• **Extract**
++++++++

We'd thought about purchasing a car in Spain but after some research, I think we may bring a car over from France as everything will be on the right side and cost wise it seems to be a much cheaper option. Mind you we're hanging fire for now as our Turkish case has been deferred again....


----------



## JazII (Mar 11, 2010)

Forgot to say in the above post, if one of our cars was LHD like Merseybob we'd definitely register it in Spain ;-))


----------



## dunmovin (Dec 19, 2008)

it's always a good idea to have the driver(with all the controls) in the seat that is nearest to the white line in the middle of the road. NOT the line line at the edge of the road this applies in nearly all countries.... with the exception of mainland china, where it's quite safe to drive once you figure out which side of the road they drive on....which is ...whichever side they like

been there, done that, survived


----------



## Merseybob (Mar 4, 2010)

RagsToRich said:


> Importing & Registering a Foreign Vehicle in Spain - AngloINFO
> 
> Full breakdown of the process and costs...


Rags

That is what I wanted in the first place and has cleared up my befuddled head:confused2:, so I can have a happy DIY trip to Spain next week.
That single post of yours should be put as a sticky and locked, as it is the full shilling as they say Spot on!!!!

Merseybob:clap2:


----------



## baldilocks (Mar 7, 2010)

For an update weatherwise go to:
El Tiempo. Predicción por localidades: Castillo de Locubín - Agencia Estatal de Meteorología - AEMET. Gobierno de España


----------

++++++++

• **Listed entries**
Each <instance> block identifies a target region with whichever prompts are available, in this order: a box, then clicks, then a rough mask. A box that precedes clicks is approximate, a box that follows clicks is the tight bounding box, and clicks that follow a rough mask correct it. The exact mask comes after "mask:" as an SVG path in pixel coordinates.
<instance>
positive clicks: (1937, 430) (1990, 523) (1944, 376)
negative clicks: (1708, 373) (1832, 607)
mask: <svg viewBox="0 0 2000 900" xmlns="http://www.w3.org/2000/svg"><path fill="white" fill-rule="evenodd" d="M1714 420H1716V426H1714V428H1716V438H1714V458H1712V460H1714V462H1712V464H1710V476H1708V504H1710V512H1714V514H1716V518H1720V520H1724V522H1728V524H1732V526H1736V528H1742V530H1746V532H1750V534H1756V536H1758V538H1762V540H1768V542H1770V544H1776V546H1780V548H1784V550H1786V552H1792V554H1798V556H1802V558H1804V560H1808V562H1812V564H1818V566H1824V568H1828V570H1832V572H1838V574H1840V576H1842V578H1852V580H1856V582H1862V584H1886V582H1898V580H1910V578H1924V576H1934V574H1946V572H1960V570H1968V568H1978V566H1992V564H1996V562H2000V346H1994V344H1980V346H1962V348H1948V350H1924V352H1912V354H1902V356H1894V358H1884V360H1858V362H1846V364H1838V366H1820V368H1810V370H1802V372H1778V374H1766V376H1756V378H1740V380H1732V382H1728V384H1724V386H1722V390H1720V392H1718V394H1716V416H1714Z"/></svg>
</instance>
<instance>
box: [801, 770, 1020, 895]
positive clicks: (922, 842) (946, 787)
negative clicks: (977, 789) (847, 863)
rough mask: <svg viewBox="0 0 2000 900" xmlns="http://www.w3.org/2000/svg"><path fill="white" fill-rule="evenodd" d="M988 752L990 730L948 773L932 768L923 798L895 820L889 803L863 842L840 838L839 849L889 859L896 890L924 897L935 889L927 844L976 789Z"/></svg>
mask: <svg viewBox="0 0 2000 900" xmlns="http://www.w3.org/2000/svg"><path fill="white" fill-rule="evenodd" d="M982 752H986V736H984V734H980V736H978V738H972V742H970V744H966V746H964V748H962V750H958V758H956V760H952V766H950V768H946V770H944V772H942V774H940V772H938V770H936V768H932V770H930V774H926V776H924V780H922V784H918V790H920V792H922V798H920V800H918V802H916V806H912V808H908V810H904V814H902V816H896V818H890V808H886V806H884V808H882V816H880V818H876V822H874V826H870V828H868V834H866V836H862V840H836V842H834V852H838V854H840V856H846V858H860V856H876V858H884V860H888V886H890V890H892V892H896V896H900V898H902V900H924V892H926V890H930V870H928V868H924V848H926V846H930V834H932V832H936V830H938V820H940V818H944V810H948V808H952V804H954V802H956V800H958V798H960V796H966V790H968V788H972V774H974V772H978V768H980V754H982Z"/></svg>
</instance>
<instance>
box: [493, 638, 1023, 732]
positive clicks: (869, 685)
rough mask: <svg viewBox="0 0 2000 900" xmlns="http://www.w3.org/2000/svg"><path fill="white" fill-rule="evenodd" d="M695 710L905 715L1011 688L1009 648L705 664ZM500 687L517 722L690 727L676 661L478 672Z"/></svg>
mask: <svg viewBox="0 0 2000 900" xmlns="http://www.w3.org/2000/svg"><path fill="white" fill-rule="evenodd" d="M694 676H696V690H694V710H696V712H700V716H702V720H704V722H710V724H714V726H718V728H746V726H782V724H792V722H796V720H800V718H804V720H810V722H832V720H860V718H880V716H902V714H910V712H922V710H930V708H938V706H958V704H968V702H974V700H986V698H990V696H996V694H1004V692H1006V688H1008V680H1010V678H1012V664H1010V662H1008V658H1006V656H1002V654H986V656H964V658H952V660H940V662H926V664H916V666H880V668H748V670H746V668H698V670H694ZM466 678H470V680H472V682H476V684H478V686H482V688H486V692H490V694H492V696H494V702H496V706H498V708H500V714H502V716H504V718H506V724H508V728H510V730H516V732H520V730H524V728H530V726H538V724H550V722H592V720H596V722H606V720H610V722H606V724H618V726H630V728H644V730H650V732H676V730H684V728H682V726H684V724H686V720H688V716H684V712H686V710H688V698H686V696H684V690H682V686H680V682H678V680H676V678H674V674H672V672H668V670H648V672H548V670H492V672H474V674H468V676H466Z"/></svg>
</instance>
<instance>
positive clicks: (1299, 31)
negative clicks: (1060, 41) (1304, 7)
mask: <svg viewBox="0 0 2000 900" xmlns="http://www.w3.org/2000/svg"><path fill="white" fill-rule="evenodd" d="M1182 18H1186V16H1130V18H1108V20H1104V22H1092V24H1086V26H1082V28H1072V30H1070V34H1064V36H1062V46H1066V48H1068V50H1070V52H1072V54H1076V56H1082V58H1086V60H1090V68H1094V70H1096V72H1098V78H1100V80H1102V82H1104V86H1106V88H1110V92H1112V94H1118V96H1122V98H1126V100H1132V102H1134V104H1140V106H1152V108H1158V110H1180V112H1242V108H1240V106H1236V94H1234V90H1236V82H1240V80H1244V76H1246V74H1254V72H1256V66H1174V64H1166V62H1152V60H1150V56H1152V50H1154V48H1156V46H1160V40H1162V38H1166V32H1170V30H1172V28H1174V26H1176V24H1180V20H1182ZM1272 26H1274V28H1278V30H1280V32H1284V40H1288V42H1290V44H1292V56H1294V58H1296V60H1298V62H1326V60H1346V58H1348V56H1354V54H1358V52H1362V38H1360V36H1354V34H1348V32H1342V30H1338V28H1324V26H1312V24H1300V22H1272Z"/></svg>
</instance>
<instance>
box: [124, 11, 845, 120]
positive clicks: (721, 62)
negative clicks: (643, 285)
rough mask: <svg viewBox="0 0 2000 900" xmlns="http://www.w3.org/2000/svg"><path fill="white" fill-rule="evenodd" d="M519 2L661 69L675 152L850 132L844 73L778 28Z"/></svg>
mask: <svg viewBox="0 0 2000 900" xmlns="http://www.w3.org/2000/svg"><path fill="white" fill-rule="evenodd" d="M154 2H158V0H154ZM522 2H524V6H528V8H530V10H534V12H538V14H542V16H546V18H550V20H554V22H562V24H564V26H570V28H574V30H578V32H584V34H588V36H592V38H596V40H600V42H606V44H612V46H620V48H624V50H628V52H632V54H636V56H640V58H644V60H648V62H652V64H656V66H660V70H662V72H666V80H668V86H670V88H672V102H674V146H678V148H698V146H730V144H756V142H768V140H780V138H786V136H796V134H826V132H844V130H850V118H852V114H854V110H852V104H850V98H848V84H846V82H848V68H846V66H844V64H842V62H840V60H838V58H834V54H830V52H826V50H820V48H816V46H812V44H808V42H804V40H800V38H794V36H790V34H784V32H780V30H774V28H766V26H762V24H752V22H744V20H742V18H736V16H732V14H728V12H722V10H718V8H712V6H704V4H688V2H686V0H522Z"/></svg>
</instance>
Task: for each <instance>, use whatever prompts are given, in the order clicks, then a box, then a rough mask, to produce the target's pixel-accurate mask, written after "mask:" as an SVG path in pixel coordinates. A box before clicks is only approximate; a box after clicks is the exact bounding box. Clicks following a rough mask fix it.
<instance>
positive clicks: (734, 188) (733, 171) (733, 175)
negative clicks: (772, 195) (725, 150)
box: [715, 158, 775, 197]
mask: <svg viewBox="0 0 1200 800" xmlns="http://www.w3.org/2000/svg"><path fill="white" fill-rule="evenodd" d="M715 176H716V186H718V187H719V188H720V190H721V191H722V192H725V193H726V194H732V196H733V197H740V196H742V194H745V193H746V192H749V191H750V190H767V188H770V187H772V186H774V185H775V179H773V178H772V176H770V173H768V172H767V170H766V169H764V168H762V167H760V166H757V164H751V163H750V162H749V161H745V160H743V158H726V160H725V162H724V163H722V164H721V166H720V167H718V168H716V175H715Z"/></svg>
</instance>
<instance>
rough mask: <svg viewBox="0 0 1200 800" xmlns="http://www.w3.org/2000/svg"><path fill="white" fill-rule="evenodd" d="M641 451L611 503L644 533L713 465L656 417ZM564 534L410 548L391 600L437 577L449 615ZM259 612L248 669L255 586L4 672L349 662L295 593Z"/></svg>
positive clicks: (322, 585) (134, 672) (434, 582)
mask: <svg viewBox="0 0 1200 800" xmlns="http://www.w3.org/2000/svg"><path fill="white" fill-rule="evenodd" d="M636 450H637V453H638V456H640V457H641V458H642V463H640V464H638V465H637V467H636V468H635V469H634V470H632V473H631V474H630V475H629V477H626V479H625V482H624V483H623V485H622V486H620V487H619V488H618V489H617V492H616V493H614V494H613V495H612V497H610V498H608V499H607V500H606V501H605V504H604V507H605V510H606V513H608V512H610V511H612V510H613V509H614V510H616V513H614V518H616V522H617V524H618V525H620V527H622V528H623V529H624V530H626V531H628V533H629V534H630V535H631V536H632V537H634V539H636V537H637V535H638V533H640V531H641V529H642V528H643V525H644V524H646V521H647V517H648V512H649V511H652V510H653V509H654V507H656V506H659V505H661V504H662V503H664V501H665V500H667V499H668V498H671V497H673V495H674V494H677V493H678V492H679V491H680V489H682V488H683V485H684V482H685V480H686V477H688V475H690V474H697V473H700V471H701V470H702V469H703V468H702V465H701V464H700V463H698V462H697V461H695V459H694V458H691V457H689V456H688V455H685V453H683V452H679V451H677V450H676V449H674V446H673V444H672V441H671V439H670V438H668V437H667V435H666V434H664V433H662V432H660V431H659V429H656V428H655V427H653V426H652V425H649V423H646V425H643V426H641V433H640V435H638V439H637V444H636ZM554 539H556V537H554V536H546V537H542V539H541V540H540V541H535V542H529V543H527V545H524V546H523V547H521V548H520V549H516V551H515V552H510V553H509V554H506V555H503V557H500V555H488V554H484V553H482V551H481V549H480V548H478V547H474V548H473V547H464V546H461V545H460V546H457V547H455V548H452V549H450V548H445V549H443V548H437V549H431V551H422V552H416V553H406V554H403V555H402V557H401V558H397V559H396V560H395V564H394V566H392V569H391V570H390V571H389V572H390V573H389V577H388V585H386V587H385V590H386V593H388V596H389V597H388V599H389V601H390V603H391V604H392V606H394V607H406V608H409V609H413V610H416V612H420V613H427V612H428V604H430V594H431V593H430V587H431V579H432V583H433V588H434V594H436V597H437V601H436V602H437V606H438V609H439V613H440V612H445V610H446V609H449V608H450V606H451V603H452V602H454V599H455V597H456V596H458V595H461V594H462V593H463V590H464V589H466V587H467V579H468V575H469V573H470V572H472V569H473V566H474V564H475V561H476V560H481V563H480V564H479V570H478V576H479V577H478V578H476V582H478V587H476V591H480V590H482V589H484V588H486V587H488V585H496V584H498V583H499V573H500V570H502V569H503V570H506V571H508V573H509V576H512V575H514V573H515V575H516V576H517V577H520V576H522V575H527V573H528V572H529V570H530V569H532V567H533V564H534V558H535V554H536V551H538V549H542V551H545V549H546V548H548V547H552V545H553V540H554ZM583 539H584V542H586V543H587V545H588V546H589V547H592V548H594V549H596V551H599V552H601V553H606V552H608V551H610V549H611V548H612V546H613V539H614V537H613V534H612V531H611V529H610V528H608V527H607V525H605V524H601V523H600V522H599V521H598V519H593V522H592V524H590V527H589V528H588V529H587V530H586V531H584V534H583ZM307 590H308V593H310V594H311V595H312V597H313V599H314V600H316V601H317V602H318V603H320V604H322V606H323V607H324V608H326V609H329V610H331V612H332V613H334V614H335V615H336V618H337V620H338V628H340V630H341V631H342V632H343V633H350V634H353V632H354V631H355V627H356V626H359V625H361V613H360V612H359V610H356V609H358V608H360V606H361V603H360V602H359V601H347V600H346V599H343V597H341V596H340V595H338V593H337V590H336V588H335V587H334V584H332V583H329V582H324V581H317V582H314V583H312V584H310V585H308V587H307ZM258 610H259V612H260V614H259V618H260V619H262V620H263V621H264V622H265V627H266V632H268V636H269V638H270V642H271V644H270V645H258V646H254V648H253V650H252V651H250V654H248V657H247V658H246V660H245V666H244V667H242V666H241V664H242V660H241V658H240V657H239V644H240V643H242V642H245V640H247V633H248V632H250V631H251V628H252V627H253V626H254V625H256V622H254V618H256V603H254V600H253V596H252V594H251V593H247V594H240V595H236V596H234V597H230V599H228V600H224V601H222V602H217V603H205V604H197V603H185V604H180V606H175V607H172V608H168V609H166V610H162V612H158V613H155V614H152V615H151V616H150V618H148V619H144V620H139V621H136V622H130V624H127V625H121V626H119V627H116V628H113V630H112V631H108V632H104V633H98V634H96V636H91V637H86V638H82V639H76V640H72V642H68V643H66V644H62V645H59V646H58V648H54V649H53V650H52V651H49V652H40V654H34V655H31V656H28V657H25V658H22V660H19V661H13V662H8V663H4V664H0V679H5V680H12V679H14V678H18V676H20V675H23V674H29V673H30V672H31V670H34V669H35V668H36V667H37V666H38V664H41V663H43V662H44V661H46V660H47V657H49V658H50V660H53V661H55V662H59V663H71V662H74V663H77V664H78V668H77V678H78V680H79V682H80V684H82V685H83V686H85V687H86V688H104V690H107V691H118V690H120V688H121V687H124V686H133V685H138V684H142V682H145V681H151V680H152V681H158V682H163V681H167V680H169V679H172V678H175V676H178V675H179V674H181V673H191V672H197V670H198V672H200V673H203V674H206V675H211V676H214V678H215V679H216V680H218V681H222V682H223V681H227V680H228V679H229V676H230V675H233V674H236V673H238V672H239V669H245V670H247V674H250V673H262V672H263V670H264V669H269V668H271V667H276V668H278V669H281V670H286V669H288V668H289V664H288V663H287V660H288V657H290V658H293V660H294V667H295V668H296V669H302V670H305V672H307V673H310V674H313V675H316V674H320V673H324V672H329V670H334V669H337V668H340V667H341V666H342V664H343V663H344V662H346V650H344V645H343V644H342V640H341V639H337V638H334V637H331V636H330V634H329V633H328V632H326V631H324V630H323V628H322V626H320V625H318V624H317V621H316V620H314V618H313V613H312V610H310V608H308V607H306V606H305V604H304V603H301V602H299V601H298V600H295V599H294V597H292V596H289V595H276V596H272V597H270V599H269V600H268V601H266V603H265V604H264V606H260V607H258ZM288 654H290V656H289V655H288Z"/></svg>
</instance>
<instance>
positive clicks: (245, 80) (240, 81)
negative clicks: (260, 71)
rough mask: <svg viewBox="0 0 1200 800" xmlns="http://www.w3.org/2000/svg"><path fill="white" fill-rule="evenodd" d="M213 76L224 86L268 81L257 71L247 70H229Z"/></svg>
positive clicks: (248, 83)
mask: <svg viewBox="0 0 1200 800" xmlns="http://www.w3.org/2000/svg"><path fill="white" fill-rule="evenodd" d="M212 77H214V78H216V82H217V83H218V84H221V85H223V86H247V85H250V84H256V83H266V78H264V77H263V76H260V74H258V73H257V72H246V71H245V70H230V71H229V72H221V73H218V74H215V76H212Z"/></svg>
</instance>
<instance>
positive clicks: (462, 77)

++++++++

• **What to work on**
(1) Please copy from the forum thread the stretch from "That is what" through "(Mar 7, 2010)", word for word.
(2) Decide whether each statement agrees with the forum thread. Answer yes or no and quote the words that settle it.
(a) JazII would register a left-hand-drive car in Spain.
(b) The opening post calls buying a car in Spain the cheaper option.
(c) Merseybob plans a DIY trip to Spain the following week.
(3) Answer these questions from the forum thread.
(a) According to the opening post, what has been deferred again?
(b) Where does dunmovin say people drive on whichever side they like?
(c) Which locality does the weather link from baldilocks name?

• **Results in order**
(1)
That is what I wanted in the first place and has cleared up my befuddled head:confused2:, so I can have a happy DIY trip to Spain next week.
That single post of yours should be put as a sticky and locked, as it is the full shilling as they say Spot on!!!!

Merseybob:clap2:


----------



## baldilocks (Mar 7, 2010)

(2)
(a) Yes: "if one of our cars was LHD like Merseybob we'd definitely register it in Spain"
(b) No: "we may bring a car over from France as everything will be on the right side and cost wise it seems to be a much cheaper option"
(c) Yes: "so I can have a happy DIY trip to Spain next week"

(3)
(a) Their Turkish case
(b) Mainland China
(c) Castillo de Locubín